DOCUMENT PASSAGE

DIMM Replacement
From UF HPC Wiki
Here at the UF HPC Center, our machines sometimes have MCE Errors occur on them. We have come up with a way in which to narrow down to an individual DIMM where the MCE error occurred, thus allowing us to replace that individual DIMM.
Contents |
Initial Detection
Initial detection is performed by a script called mcelog which we pass through a filter called <mcelog-filter>. This is done through a cron script run every five minutes on each node, and the output is placed in /var/log/mcelog.
Every night these logs are scanned to see how many MCE errors have occurred, the types of MCE errors, and on which processors these MCE's happened. This report is sent out via email to the HPC-Logs mailing list. It is also injected into a MySQL database which is then accessed by a webpage on the HPC website, MCE Logs.

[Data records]
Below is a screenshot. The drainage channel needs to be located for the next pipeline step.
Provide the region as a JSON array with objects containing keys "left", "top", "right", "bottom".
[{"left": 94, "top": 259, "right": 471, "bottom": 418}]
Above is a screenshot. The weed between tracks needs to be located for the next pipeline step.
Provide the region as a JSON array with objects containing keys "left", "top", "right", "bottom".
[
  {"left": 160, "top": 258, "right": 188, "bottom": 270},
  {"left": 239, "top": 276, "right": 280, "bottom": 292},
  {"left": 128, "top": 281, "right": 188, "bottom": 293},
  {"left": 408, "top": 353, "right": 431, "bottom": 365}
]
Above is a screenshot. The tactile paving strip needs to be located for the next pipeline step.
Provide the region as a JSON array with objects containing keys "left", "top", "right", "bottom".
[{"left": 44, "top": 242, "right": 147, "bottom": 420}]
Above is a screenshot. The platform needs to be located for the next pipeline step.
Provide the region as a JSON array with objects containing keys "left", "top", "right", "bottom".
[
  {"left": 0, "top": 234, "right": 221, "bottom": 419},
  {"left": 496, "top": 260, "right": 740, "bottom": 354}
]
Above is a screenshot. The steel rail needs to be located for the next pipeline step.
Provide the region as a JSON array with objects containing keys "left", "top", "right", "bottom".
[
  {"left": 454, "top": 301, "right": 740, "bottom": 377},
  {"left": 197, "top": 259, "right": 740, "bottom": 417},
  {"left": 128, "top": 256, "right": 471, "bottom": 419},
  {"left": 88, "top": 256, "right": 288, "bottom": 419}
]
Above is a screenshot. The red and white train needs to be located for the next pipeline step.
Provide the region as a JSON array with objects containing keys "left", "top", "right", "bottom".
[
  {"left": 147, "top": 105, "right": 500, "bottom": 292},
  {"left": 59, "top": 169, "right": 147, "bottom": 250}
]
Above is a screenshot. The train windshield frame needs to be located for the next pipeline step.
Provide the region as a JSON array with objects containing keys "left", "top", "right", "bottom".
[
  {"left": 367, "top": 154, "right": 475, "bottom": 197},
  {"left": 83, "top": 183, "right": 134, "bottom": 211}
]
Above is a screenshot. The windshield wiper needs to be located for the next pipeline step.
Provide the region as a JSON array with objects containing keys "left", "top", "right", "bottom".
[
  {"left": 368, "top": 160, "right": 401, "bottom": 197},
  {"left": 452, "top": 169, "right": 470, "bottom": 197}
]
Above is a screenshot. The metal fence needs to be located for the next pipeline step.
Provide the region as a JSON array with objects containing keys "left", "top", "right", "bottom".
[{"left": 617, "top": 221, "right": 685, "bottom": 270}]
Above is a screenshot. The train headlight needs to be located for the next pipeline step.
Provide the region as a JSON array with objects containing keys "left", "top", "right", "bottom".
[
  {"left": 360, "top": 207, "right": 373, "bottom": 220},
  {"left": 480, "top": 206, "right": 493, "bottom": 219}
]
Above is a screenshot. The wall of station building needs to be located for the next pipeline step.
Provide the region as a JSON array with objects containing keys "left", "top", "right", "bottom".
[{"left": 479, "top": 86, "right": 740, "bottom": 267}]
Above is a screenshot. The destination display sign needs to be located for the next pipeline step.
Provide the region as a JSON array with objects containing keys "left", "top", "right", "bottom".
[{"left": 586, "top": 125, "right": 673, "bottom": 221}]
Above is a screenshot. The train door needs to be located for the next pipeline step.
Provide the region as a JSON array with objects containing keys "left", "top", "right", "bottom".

DIRECTIONS FOR THIS TASK
Pick up the text on DIMM replacement after its last sentence and carry it forward.

EXERCISE RESULT
Phase III
MCE Detection
When a DIMM faults on one of the Phase III nodes, there are two different indications of the problem:
- Yellow LED on the front of the chassis for the node lights up, indicating that there is a problem with the machine. This does not necessarily mean the problem is with memory, as it could be with a faulted CPU, drive, or fan.
- Yellow LED on the inside of the machine on the motherboard, next to the associated DIMM that has faulted. This is visible to some extent through the back of the case, though it is hard to read sometimes, particularly if the machine is fully loaded with DIMMs.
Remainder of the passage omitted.